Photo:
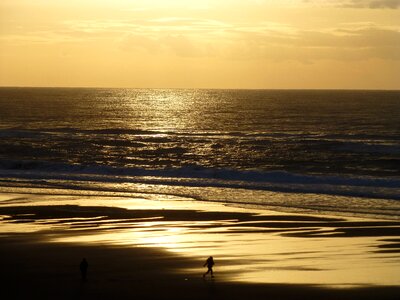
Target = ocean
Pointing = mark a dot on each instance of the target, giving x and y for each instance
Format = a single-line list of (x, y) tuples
[(314, 151)]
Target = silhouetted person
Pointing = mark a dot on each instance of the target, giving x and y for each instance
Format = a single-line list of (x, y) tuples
[(209, 263), (83, 267)]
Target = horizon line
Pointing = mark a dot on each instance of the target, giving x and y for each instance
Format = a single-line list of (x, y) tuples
[(200, 88)]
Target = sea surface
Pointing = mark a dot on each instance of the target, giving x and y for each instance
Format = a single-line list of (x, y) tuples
[(317, 151)]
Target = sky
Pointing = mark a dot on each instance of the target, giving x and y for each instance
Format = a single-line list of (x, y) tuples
[(271, 44)]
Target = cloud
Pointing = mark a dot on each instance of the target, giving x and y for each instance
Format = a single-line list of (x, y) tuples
[(373, 4)]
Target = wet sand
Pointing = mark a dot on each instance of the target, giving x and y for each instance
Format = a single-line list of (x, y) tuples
[(155, 250)]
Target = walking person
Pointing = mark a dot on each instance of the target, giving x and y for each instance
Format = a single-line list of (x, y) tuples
[(209, 263), (83, 267)]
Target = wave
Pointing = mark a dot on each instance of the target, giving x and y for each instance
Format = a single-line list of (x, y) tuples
[(194, 176)]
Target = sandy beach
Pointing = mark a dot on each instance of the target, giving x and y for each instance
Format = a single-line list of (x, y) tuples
[(145, 249)]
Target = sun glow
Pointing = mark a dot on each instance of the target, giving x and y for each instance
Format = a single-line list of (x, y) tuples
[(214, 44)]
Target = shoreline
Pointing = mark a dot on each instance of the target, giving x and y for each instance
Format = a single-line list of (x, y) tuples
[(258, 253)]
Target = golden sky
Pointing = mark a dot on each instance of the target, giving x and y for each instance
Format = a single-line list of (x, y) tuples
[(201, 43)]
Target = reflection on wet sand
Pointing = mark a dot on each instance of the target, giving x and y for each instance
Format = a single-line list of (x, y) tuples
[(250, 246)]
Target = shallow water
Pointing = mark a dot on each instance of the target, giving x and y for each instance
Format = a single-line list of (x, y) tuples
[(247, 245)]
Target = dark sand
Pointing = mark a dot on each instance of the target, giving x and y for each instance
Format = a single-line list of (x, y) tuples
[(34, 265)]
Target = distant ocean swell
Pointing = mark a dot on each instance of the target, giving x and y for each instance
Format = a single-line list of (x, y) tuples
[(317, 150), (39, 174)]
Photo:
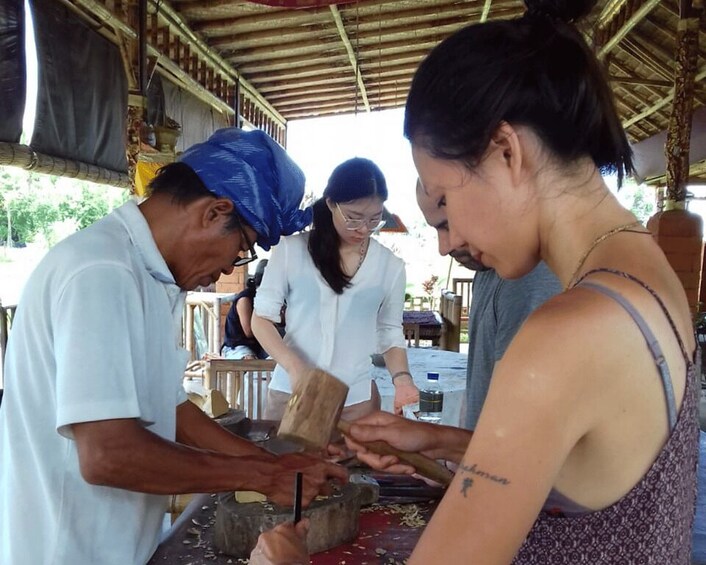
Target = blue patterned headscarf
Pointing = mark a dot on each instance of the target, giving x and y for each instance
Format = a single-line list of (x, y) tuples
[(255, 172)]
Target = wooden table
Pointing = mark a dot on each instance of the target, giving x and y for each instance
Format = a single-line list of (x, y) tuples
[(385, 536), (451, 367), (387, 530), (210, 304)]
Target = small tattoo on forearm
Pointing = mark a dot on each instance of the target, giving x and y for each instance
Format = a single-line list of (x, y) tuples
[(473, 470)]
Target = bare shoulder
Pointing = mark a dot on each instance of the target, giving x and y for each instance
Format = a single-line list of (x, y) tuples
[(553, 361)]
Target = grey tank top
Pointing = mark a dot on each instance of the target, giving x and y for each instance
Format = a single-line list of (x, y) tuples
[(652, 523)]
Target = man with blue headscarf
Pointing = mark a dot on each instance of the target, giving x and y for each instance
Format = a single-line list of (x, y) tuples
[(95, 429)]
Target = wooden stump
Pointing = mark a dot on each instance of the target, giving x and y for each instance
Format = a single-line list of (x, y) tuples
[(334, 521)]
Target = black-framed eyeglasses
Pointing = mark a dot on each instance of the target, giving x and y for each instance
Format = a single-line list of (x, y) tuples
[(240, 261), (372, 224)]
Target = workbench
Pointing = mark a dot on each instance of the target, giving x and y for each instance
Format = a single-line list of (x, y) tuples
[(387, 535)]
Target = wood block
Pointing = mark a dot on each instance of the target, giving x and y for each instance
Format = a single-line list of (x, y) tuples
[(334, 521), (313, 410)]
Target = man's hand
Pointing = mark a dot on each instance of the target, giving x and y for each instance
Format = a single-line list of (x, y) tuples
[(406, 392), (404, 434), (282, 545), (316, 474)]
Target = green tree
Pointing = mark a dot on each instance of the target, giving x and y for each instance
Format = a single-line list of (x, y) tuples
[(31, 204)]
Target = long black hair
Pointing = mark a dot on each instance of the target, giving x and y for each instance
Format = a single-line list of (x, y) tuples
[(535, 71), (351, 180)]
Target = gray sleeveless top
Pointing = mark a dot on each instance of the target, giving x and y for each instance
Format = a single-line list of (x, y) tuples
[(652, 523)]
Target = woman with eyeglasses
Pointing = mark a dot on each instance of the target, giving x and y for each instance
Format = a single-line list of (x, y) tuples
[(344, 293)]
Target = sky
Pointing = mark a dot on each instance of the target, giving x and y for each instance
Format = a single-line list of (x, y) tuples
[(318, 145)]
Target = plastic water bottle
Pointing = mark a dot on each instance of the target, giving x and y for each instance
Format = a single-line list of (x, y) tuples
[(431, 400)]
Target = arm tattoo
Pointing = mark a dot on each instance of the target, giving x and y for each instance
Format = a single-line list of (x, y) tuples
[(473, 470)]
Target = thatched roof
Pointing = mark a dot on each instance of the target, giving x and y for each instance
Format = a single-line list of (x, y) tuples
[(361, 55)]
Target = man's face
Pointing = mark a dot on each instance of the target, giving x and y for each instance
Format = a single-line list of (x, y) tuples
[(436, 218), (209, 248)]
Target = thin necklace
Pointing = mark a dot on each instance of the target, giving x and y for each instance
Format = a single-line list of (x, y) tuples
[(596, 242), (363, 249)]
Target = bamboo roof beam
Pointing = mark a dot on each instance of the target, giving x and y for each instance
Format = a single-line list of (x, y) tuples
[(315, 70), (642, 81), (326, 88), (343, 109), (207, 53), (660, 104), (170, 68), (274, 35), (486, 11), (641, 55), (342, 104), (316, 45), (337, 95), (627, 27), (275, 19)]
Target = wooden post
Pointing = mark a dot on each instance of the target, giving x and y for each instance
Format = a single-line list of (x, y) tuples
[(679, 232), (679, 132)]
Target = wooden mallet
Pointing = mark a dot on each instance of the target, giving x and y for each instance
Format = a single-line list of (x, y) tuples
[(313, 413)]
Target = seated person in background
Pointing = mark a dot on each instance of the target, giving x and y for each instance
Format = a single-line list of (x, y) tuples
[(240, 343)]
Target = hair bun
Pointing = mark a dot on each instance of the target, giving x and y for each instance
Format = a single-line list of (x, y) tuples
[(564, 10)]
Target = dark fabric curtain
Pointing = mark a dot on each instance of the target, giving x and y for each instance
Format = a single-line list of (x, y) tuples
[(82, 91), (12, 69)]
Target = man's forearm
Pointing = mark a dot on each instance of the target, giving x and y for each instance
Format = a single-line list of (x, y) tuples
[(196, 429), (122, 454)]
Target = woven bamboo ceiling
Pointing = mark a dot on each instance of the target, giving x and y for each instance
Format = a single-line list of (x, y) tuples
[(304, 61), (359, 56)]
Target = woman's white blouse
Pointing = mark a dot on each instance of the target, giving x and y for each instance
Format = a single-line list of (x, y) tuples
[(336, 332)]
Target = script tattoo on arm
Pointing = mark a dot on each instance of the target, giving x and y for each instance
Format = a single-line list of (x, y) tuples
[(467, 482)]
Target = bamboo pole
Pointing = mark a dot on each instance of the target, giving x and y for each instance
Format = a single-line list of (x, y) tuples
[(22, 156)]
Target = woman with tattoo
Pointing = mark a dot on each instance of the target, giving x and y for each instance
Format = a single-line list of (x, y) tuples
[(586, 447)]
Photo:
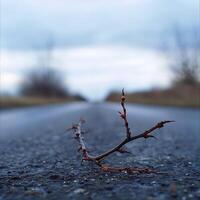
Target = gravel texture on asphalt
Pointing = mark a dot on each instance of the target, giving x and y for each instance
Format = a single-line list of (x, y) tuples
[(39, 160)]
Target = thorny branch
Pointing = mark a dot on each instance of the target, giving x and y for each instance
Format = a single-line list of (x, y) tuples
[(77, 128)]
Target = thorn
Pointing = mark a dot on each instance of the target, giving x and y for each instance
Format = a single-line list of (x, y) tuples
[(123, 93), (150, 136), (123, 150)]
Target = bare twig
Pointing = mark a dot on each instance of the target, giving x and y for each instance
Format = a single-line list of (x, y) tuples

GIVEN REQUEST: Recast the part of the listing above as a numbered list, starting with the line with "Target = golden sky" and going on through the line with "[(385, 536), (451, 367), (387, 530), (210, 304)]". Skip any blank lines, and leave the pictures out of your answer.

EXERCISE SOLUTION:
1. Target = golden sky
2. Pointing = mark a dot on each instance of the target, giving x and y for each instance
3. Format = a single-line list of (x, y) tuples
4. [(201, 43)]
5. Target = reflection on wet sand
6. Pointing = mark a dot on each instance of the target, giving x and y for each instance
7. Format = a single-line list of (x, y) tuples
8. [(250, 246)]
9. Target = shallow water
10. Pointing = mark a dot on each instance of the target, giving x and y for each instance
11. Format = a single-line list of (x, y) tuples
12. [(247, 245)]
13. Target = dark sand
14. Pointing = mark a dot on each instance of the target, giving x and y for each instance
15. Format = a single-line list of (x, y) tuples
16. [(34, 265)]
17. Target = distant ocean swell
18. Pointing = mark a dot on each instance of the target, giving x and y for each instance
19. Format = a single-line list of (x, y) tuples
20. [(317, 150), (39, 174)]
21. Photo:
22. Target = blue patterned headscarf
23. Pointing = mark a dot on each instance of the target, giving x and y for each instance
24. Format = a single-line list of (x, y) tuples
25. [(255, 172)]
26. Target = wooden table
27. Pointing = mark a dot on each instance of the target, giving x and y for each instance
28. Format = a single-line list of (x, y) tuples
29. [(385, 536), (451, 367), (387, 530), (210, 304)]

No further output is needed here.